Entries drawn from a collection
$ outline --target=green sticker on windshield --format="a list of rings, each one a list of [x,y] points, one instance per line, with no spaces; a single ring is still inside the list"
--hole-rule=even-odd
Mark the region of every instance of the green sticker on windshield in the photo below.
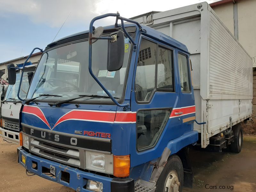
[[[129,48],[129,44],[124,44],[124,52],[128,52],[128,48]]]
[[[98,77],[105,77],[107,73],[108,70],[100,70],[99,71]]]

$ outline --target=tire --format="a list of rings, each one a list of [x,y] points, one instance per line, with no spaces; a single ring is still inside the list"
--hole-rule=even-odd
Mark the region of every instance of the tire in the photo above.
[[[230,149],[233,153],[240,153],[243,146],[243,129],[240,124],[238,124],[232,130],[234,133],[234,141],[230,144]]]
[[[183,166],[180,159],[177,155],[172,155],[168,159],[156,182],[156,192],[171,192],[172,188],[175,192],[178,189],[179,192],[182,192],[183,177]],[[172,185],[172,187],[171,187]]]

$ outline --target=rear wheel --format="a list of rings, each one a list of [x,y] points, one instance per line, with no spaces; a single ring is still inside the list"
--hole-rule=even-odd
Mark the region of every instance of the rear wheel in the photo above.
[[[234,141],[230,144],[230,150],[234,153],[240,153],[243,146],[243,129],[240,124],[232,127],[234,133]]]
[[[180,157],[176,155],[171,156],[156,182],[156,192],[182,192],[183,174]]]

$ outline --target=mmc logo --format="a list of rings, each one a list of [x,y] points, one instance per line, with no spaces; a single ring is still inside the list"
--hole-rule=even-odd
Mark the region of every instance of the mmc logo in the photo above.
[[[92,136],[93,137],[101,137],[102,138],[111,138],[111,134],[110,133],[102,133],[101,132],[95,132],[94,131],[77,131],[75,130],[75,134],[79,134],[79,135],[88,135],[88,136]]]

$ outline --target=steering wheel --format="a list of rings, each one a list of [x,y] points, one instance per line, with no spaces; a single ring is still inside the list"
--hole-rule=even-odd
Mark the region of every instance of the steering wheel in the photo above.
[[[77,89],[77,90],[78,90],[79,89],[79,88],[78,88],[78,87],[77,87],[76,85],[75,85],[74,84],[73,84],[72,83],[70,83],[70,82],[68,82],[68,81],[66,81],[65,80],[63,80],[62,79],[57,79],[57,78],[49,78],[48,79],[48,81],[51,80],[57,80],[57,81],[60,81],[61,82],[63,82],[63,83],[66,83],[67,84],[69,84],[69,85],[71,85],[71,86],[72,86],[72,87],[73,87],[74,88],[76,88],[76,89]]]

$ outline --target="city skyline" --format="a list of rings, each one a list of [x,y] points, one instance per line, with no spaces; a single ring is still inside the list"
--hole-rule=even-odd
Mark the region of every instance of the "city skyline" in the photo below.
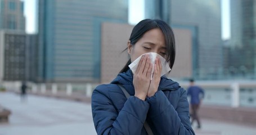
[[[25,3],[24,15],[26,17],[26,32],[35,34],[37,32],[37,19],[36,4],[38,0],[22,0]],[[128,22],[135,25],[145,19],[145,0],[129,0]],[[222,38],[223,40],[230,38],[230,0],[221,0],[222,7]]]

==

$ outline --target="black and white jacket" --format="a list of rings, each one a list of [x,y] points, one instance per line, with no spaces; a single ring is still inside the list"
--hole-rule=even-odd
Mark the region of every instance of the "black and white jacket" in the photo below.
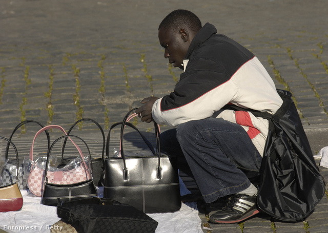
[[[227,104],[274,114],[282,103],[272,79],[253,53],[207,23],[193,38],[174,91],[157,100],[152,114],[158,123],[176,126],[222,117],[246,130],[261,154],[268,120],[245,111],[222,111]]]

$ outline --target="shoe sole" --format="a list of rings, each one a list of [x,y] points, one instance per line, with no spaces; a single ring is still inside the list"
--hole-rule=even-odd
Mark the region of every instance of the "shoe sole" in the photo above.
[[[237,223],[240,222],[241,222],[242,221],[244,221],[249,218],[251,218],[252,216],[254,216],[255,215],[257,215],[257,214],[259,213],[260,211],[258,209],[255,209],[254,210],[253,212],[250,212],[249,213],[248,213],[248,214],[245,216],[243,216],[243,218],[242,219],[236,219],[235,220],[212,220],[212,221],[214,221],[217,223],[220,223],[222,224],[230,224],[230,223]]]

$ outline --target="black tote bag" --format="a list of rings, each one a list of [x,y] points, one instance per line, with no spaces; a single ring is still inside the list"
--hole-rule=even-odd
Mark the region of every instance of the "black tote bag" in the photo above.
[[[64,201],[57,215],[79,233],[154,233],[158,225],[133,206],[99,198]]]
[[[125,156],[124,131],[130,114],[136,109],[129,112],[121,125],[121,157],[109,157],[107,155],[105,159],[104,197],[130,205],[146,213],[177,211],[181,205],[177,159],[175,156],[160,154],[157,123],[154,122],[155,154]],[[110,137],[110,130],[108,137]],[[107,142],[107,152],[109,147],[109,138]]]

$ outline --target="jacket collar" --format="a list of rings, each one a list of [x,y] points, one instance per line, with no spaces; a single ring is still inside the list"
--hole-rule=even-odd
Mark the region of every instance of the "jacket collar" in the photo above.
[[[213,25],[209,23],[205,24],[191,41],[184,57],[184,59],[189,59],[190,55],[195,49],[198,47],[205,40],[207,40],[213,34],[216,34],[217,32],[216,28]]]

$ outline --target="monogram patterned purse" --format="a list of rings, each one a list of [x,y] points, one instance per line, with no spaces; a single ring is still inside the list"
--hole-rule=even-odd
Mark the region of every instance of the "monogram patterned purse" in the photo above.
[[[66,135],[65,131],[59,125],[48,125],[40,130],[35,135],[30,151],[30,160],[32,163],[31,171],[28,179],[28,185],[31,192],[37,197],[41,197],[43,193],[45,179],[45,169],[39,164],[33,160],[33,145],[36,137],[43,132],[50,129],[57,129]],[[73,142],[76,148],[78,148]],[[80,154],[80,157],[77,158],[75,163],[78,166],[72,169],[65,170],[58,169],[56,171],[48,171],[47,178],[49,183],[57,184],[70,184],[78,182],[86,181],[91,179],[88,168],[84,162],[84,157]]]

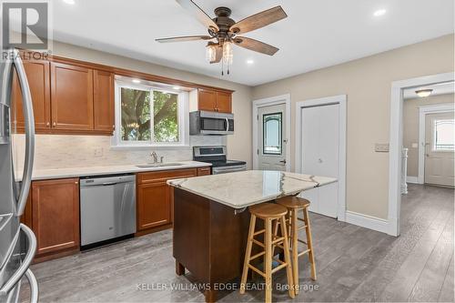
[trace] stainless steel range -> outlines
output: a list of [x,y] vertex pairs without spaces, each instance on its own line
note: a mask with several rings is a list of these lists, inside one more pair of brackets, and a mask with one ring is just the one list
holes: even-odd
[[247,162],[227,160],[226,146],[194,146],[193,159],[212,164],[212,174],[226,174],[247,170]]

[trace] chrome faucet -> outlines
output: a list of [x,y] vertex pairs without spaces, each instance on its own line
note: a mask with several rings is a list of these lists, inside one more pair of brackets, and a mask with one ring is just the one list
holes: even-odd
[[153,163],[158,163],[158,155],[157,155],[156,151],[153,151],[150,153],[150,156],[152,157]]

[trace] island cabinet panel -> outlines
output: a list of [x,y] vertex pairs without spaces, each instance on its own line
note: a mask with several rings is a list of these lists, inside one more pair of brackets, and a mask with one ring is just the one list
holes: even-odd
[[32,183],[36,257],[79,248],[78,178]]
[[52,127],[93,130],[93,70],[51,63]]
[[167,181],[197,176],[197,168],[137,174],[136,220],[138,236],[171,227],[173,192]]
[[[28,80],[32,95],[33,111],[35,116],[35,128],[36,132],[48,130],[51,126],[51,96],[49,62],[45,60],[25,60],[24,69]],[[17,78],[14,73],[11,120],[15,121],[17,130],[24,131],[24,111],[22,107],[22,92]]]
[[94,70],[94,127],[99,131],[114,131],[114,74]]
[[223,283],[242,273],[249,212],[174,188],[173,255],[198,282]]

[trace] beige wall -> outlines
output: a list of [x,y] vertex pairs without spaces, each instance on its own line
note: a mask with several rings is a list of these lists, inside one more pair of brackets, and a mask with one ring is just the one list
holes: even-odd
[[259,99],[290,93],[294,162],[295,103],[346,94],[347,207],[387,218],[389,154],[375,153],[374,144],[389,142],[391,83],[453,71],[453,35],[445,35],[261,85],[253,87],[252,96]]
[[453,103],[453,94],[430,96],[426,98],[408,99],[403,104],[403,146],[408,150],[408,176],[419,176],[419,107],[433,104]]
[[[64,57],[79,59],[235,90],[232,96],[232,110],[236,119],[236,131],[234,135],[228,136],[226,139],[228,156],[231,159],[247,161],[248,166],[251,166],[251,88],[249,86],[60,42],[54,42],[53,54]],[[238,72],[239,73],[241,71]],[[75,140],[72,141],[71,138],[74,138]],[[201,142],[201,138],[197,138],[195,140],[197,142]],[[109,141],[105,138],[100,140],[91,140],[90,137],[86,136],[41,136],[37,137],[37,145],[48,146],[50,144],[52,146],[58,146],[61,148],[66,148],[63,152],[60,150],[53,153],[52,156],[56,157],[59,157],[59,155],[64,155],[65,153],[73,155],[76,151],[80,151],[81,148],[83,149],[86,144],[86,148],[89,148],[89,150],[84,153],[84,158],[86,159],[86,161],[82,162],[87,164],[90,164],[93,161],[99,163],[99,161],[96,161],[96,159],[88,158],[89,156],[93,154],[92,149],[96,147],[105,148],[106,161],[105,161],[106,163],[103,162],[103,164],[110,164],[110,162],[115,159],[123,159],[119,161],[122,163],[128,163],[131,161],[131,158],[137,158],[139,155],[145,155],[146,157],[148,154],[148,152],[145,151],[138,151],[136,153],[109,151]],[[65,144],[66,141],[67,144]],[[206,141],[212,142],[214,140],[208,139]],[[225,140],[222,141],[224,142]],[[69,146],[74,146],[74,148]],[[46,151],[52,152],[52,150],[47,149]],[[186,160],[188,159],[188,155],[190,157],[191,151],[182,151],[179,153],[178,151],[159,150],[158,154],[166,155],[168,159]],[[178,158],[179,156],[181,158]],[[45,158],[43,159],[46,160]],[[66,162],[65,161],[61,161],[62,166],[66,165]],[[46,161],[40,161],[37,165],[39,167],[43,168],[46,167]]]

- _GOAL_:
Show each line of the data above that contains the word "sole".

- _THE ANSWER_:
$ outline --target="shoe sole" --format="a list of rings, each one a list of [x,y] points, one instance per line, with no spaces; a single ring is still inside the list"
Mark the region of every instance of the "shoe sole" in the photo above.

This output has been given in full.